## Start Records supplied

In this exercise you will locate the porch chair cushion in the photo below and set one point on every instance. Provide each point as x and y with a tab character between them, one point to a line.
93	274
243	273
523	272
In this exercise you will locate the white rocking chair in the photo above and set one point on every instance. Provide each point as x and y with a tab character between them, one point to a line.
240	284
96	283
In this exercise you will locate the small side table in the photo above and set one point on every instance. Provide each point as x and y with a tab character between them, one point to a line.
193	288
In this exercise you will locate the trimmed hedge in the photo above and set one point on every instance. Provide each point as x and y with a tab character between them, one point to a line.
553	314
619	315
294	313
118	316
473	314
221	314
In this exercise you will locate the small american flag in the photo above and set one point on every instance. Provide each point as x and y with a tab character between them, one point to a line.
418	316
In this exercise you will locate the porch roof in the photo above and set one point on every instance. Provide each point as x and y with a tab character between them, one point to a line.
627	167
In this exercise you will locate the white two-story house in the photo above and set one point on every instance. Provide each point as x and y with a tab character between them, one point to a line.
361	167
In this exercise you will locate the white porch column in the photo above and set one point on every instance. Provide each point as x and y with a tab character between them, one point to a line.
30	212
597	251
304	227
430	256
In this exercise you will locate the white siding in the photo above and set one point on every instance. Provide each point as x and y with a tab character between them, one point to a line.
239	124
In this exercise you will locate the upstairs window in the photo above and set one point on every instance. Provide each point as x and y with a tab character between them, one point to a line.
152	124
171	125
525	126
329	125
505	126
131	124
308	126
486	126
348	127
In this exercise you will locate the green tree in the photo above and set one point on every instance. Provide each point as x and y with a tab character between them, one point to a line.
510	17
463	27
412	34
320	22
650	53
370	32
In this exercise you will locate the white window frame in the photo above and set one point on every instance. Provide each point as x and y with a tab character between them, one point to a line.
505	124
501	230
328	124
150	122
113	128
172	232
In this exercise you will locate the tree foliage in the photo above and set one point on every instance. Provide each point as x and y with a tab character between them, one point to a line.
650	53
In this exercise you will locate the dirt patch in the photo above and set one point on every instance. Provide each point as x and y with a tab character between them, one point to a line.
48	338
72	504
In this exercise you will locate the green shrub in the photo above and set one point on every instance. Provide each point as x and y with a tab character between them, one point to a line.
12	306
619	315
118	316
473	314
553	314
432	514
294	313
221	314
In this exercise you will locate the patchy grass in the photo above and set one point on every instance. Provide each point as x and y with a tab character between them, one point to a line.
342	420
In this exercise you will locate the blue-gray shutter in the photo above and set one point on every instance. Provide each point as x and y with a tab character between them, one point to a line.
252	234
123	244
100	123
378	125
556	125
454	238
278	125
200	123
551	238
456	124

## End Records supplied

What is required ->
Arrange the entries as a Markdown table with two columns, Row and Line, starting with the line containing "In this exercise you will locate the blue-gray" and going on through the last line of the entries. Put a row number in Row and the full line in Line, and skip any blank lines.

Full output ->
| Row | Line |
|---|---|
| 1 | In this exercise you will locate the blue-gray shutter in the photo above and set one point on every instance. Provide each point as x and y with a tab character between them, one point to a line. |
| 2 | 252	234 |
| 3 | 123	244 |
| 4 | 100	123 |
| 5 | 378	125 |
| 6 | 556	125 |
| 7 | 454	238 |
| 8 | 278	125 |
| 9 | 200	123 |
| 10 | 551	238 |
| 11 | 456	124 |